## PROBLEM TO WORK ON:
Reproduce word for word the stretch of the Hell Baby review below from "Hell Baby will" through "been a good movie.".

:: PAGE EXCERPT

Laughs (or lack thereof) aside, the movie just feels amateurish in far too many ways. The script could have used another few runs through the rewrite process, the editing could be a lot tighter and the effects department could maybe stand to do a slightly better job on the naked old lady skin that poor Dave Holmes (or whoever) prances around in. No one’s going to mistake it for being real, but we shouldn’t “see” it as a poorly sized rubber suit each time she appears.

Hell Baby will be unfairly lumped in with dreck like the Scary Movie series or the recent Wayans flick, A Haunted House, but its pedigree and handful of legitimate laughs mean it’s actually far and above those seemingly similar films. For its many, many faults the movie never resorts to simply spoofing others in the horror genre and instead aims to be its own beast. Had they taken more time and taken that time more seriously, though, this could have been a far better movie. Better yet, it could have been a good movie.

The Upside: Huebel and Key; some gags work.

::::
:: STORED DATA

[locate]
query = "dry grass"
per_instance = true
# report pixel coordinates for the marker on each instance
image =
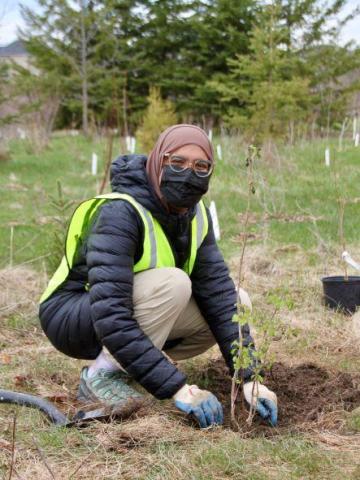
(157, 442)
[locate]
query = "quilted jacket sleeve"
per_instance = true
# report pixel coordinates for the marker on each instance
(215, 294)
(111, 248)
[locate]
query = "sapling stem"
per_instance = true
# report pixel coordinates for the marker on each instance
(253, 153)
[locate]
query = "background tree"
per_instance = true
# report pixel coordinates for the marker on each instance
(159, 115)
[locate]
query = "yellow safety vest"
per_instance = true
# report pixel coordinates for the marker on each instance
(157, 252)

::::
:: STORED DATA

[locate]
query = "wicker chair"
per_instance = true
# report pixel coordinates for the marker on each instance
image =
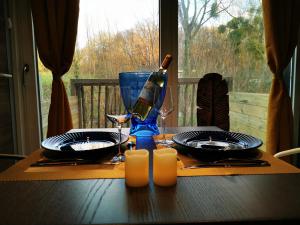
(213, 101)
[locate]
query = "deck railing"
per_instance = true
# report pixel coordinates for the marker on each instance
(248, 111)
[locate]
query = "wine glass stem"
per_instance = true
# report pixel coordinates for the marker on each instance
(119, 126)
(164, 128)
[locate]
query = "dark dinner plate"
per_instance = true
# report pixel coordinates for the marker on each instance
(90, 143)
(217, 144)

::::

## EXERCISE OUTPUT:
Hell Baby will be unfairly lumped in with dreck like the Scary Movie series or the recent Wayans flick, A Haunted House, but its pedigree and handful of legitimate laughs mean it’s actually far and above those seemingly similar films. For its many, many faults the movie never resorts to simply spoofing others in the horror genre and instead aims to be its own beast. Had they taken more time and taken that time more seriously, though, this could have been a far better movie. Better yet, it could have been a good movie.